From the passage on landscape evolution, copy out the part that opens with the words "What is the" and closes with "extreme rainfall events?", substituting "Tropical Storm Erika" for each "TS Erika".

*** Opening of PASSAGE TO READ ***

7. Landscape Evolution (4-5 students)
In 2011, a landslide dam was breached, causing major flooding of the Layou River and the need for dredging, which continues to the present day. Prior to Tropical Storm Erika, a landslide assessment study of Dominica was done (Westin, 2015). In Schmidt’s prior work in China, students have used short-lived fallout radionuclides (137Cs, 210Pbex, and 7Be) to fingerprint relative depth of upstream erosion and sediment sources contributing to detrital river sediment.
What is the distribution of landslides caused by TS Erika? How did that compare to the assessment study? How can predictive models be improved?
Did landslide frequency increase after TS Erika during less extreme rainfall events?
How have landslides altered the landscape in Dominica over time?
Do watersheds with extensive upstream landsliding have different short-lived isotopic signatures than watersheds without landslides?
What are local floodplain sedimentation rates (determined using 137Cs) in areas downstream of watersheds with and without extensive active landslides?

*** Close of PASSAGE TO READ ***
*** Opening of DATA UNDER STUDY ***

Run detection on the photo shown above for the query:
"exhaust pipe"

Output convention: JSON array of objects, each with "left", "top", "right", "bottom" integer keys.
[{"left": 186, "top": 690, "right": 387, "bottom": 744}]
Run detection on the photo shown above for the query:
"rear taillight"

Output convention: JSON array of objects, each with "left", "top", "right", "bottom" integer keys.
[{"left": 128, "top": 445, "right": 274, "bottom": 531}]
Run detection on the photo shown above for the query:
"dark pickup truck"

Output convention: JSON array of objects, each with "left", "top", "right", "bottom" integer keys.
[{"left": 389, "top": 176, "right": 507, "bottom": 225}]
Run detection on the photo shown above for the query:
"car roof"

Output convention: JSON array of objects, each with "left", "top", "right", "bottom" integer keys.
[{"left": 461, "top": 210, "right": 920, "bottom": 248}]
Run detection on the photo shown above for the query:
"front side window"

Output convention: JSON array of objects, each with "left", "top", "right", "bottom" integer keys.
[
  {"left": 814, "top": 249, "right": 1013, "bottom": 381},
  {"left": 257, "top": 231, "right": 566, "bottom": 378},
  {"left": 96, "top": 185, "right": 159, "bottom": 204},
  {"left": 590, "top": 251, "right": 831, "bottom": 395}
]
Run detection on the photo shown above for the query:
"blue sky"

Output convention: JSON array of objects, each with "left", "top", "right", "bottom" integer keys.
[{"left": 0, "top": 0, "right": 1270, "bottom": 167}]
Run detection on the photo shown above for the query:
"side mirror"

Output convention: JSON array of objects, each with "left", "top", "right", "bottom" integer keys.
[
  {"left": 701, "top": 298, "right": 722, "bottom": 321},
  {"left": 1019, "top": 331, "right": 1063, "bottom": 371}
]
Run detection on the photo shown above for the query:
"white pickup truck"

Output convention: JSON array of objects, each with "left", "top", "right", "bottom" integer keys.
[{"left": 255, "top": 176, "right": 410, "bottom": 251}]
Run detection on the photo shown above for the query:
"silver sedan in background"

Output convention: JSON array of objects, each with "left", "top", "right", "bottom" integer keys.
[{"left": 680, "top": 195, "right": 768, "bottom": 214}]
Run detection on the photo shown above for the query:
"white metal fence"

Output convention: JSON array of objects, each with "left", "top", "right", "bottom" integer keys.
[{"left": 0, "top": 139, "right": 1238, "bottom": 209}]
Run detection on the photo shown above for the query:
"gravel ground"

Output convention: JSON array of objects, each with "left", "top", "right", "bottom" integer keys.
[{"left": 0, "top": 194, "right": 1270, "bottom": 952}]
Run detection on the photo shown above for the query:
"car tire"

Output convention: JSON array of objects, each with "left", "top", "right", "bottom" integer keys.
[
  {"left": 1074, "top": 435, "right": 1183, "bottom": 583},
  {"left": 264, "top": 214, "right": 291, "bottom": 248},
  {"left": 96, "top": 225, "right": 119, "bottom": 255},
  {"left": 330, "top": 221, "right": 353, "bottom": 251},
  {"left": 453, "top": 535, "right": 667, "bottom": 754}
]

*** Close of DATA UNDER STUDY ***

◆ RESPONSE FOR THIS EXERCISE ◆
What is the distribution of landslides caused by Tropical Storm Erika? How did that compare to the assessment study? How can predictive models be improved?
Did landslide frequency increase after Tropical Storm Erika during less extreme rainfall events?